- **Passage provided**:
________________________________________

38 of 69 comments (clear)

  1. Anything Is Possible . . . by tiberus · · Score: 1

    If Google and Facebook can target me with ads for male enhancement, breast implants and Elmo . . .

    1. Re:Anything Is Possible . . . by Greystripe · · Score: 1

      Caitlyn is that you?

    2. Re:Anything Is Possible . . . by laird · · Score: 3, Insightful

      Ads can afford a low 'hit' rate, because the cost of being wrong is very low. A good ad gets a 3% response rate, meaning 97% of the time it's a "false positive", but it's still profitable because ads are dirt cheap (0.5 cents would be high) so if you make a few dollars on the 'hits' you can easily cover the misses. In counter-terrorism, each false positive requires detectives to work the lead, making them extremely expensive to pursue. That's why every data mining approach to counter-terrorism has failed so far - the cost of pursuing the false positives gives data mining leads negative value, because they pull resources away from more productive approaches.

      But the government's non-technical management loves the idea, and keeps allocating money to it, and unscrupulous researchers will keep taking the money.

    3. Re:Anything Is Possible . . . by tiberus · · Score: 1

      Why do you ask? Looking for a date?

    4. Re:Anything Is Possible . . . by KGIII · · Score: 1

      Kinda? She's kinda hot. I already have a girlfriend. It's not gay if you have sex with a transgendered woman. I have this on good authority.

      --
      "So long and thanks for all the fish."
  2. Yes to one of these. by Anonymous Coward · · Score: 5, Insightful

    Or is Prof. Farid just trolling for more grant money

    If you want an infinite pool of grant money in electrical engineering in the UK, you go for something with clear defence applications. I expect similar applies for IT.

    What I find embarrassing in all this is that there is really nothing stopping thousands of people being shot every day by lone wolves except that people are generally not that shitty. And when there is propaganda to drive people to do horrific things that they would not normally do, it doesn't come from the DEEP DARK OMG WEB (you have to really want it in the first place to look hard for it there, by its very nature), but from regular media pounding the TV/radio/web sites with news about previous attacks and the threat of the enemy, marginalising and factionalising and dividing and conquering (while arms are sold to both sides, and politicians take great advantage).

________________________________________

- **Problem set**:
1) Answer these from the comment thread:
(a) What response rate does laird say a good ad gets?
(b) In UK electrical engineering, what does the Anonymous Coward comment say to go for to get an infinite pool of grant money?
(c) How many of the total comments are shown?
2) From the comment thread, pull out word for word the part that begins at the words "2. Re:Anything Is" and stops after "taking the money.".
3) List every distinct username that posted a comment in the comment thread, each one only once.
The data placed after this point is separate from the comment thread.

- **Data segment**:
________________________________________

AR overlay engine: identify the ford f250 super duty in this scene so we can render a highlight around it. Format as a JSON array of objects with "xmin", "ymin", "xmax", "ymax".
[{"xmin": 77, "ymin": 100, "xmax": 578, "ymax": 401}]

________________________________________

- **In response**:
1)
(a) 3%
(b) Something with clear defence applications
(c) 38 of 69

2)
2. Re:Anything Is Possible . . . by laird · · Score: 3, Insightful

      Ads can afford a low 'hit' rate, because the cost of being wrong is very low. A good ad gets a 3% response rate, meaning 97% of the time it's a "false positive", but it's still profitable because ads are dirt cheap (0.5 cents would be high) so if you make a few dollars on the 'hits' you can easily cover the misses. In counter-terrorism, each false positive requires detectives to work the lead, making them extremely expensive to pursue. That's why every data mining approach to counter-terrorism has failed so far - the cost of pursuing the false positives gives data mining leads negative value, because they pull resources away from more productive approaches.

      But the government's non-technical management loves the idea, and keeps allocating money to it, and unscrupulous researchers will keep taking the money.

3)
tiberus
Greystripe
laird
KGIII
Anonymous Coward